• TEXTE PROPOSÉ:
======

Les prérogatives assignées aux régions et la vision du modèle politique de l’État figurent également parmi les principaux points de dissension entre le gouvernement et les mouvements signataires. Ces derniers condamnent leur absence du processus de concertation autour de la réforme de la Constitution lancée en juin par le gouvernement. Cette question centrale pour la paix devrait pouvoir offrir l’occasion de relancer les discussions.
UN POURRISSEMENT DE LA SITUATION AURAIT UN IMPACT CONSIDÉRABLE SUR LA SITUATION SÉCURITAIRE DÉJÀ CRITIQUE DANS LE PAYS
Face à cette situation, existe-t-il un risque réel de reprise des armes dans le Nord ?
Depuis quelques mois, on constate sur le terrain des mouvements de redéploiement, en hommes et en armes, qui laissent penser à des stratégies pré-défensives. Les risques d’escalade politiques et militaires ne sont pas à exclure, surtout si le gouvernement décide de faire usage de la force, ce qui minerait définitivement les acquis de l’accord de paix.
Il est certain que le statu quo ne pourra raisonnablement pas durer si le dialogue ne reprend pas. Un pourrissement de la situation aurait un impact considérable sur la situation sécuritaire déjà critique dans le pays et pourrait offrir aux jihadistes l’occasion de maximiser leurs incursions.
Quels sont les enjeux autour de la fusion des mouvements membres de la CMA ?
La fragilisation de l’accord contribue à susciter des trajectoires politiques et militaires alternatives. L’accord de paix ne doit pas être pensé comme une option de réserve. En le fragilisant de la sorte, on contribue à fabriquer les conditions de son non-lieu et à susciter des trajectoires politiques et militaires alternatives. C’est dans ce cadre qu’il faut comprendre le projet de fusion de la CMA.
PLUS L’ÉTAT NÉGLIGE L’ESPACE DE DIALOGUE, PLUS LES MOUVEMENTS ARMÉS TENDENT À UNIFIER LEURS FORCES
Cette thématique de la fusion, très sensible, est en réalité discutée depuis 2012 au sein des groupes. Mais l’urgence et la gravité de la situation semblent les avoir décidés à faire « corps ». Plus l’État néglige ou abandonne l’espace de dialogue, plus la mise en œuvre de l’accord est mise en danger, plus les mouvements armés tendent à unifier leurs forces.
Le projet de Cadre stratégique permanent (CSP) engagé par les groupes armés depuis l’été 2021 s’inscrit dans la même logique. Il vise le rapprochement de tous les mouvements signataires de l’accord en vue d’harmoniser leur vision. Mais il a été en réalité mal perçu par le gouvernement malien, qui a vu dans ce processus un élan de relance indépendantiste.
Dans la région de Ménaka (Nord-Est), des groupes signataires dits « loyalistes » combattent depuis le mois de mars les assauts de l’État islamique au Grand Sahara (EIGS), quasiment sans appui des forces armées. Cela ne risque-t-il pas de créer de nouveaux rapports de force entre ces groupes et Bamako ?

======

• CONSIGNE:
Reprenez le passage du texte sur l'accord de paix compris entre « Dans la région » et « et Bamako ? », inclus, en changeant « combattent » en « repoussent ». Les lignes qui suivent n'ont aucun rapport avec le texte.

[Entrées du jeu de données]
======

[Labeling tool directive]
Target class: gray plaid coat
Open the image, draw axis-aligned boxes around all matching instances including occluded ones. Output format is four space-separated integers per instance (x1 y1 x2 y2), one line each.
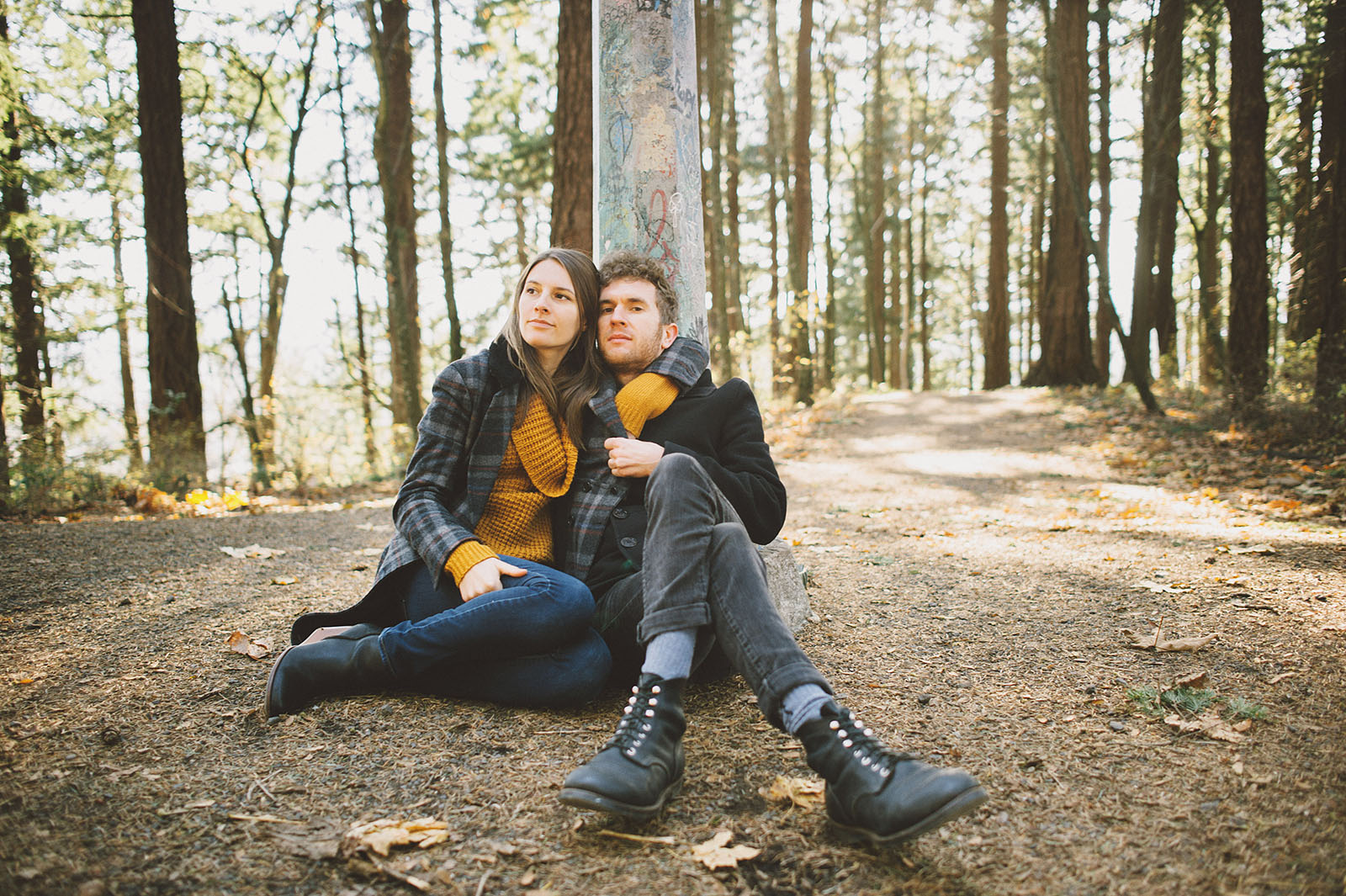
289 337 708 644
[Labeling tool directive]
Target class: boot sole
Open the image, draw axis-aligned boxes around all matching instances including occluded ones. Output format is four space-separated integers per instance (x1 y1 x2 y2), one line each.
261 644 294 721
557 777 682 820
828 784 989 846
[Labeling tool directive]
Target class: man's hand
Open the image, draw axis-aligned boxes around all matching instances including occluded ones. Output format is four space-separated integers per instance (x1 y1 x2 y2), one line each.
603 438 664 478
458 557 527 602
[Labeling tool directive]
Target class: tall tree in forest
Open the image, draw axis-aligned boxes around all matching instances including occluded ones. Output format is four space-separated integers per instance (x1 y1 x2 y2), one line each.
332 20 377 475
1094 0 1115 386
0 8 47 480
1187 4 1227 389
1310 0 1346 422
130 0 206 488
1131 0 1186 377
983 0 1010 389
1285 9 1326 343
790 0 813 405
363 0 421 446
441 0 468 361
817 43 837 389
765 0 789 395
1025 0 1099 386
238 0 327 488
1225 0 1270 420
546 0 594 252
857 0 887 384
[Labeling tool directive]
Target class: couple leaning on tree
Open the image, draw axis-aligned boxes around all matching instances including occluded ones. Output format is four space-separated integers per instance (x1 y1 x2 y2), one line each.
264 249 987 842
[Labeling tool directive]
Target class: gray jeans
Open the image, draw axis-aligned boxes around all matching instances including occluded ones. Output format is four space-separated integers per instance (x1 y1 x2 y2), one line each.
594 453 832 728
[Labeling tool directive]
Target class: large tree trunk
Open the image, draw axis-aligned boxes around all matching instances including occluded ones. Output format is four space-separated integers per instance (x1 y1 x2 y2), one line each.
365 0 421 456
1094 0 1115 386
548 0 594 252
860 0 887 384
1311 0 1346 432
981 0 1010 389
1225 0 1270 420
1196 11 1227 389
130 0 206 488
0 9 47 478
441 0 468 361
790 0 813 405
1027 0 1099 386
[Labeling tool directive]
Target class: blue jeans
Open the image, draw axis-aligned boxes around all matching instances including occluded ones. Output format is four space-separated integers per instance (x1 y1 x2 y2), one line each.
595 453 832 728
379 557 611 707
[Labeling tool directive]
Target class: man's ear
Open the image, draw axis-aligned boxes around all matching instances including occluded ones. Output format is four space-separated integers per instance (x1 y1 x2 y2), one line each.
660 324 677 348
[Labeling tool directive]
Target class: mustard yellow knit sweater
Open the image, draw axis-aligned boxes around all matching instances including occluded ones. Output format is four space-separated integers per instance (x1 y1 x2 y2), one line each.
444 374 677 584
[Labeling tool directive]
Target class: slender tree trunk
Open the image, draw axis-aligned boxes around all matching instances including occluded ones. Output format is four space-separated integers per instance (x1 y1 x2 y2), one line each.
1094 0 1115 386
548 0 594 253
817 57 837 389
1027 0 1099 386
130 0 206 490
766 0 789 395
108 192 146 476
790 0 813 405
332 27 379 475
1225 0 1270 420
1311 0 1346 419
441 0 468 361
1285 15 1326 343
861 0 887 384
365 0 421 456
983 0 1010 389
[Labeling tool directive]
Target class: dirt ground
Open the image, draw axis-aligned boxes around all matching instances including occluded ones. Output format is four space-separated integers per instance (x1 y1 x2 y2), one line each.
0 390 1346 896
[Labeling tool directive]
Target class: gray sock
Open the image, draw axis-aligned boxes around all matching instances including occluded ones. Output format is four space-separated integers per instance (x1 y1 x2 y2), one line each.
641 628 696 680
781 685 832 734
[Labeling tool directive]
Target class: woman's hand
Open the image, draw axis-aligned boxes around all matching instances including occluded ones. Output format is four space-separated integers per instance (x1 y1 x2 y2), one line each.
458 557 527 602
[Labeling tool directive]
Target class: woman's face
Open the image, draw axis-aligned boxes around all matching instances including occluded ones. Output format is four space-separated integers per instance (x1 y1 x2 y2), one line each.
518 258 583 371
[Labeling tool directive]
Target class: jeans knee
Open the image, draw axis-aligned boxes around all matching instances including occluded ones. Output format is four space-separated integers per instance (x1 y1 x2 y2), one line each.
644 453 705 501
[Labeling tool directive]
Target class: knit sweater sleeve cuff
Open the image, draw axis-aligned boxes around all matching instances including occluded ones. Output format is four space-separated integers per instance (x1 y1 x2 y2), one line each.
444 539 498 586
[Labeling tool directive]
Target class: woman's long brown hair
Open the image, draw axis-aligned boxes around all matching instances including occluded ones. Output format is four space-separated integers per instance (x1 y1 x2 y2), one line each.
505 247 603 444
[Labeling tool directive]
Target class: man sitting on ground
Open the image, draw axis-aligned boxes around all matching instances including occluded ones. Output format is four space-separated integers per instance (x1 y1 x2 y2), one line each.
560 253 987 844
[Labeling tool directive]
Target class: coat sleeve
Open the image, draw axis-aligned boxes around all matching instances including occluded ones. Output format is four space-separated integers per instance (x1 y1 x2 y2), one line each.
393 364 483 586
664 379 786 545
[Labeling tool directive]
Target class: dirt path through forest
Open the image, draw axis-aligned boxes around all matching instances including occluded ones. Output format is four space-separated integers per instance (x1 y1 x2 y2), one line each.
0 390 1346 896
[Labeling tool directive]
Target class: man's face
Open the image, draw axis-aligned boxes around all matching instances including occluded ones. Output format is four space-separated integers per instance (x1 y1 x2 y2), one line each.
597 280 677 382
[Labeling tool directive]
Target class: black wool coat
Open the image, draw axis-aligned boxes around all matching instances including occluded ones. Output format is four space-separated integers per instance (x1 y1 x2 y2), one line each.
588 370 786 596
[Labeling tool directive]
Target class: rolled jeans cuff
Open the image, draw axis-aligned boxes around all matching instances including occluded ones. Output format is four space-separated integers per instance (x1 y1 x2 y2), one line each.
635 602 711 644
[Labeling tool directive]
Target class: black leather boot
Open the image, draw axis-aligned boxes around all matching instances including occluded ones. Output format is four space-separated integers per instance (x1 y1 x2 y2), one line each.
798 701 987 845
262 624 393 718
560 673 686 819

======

• CORRIGÉ:
Dans la région de Ménaka (Nord-Est), des groupes signataires dits « loyalistes » repoussent depuis le mois de mars les assauts de l’État islamique au Grand Sahara (EIGS), quasiment sans appui des forces armées. Cela ne risque-t-il pas de créer de nouveaux rapports de force entre ces groupes et Bamako ?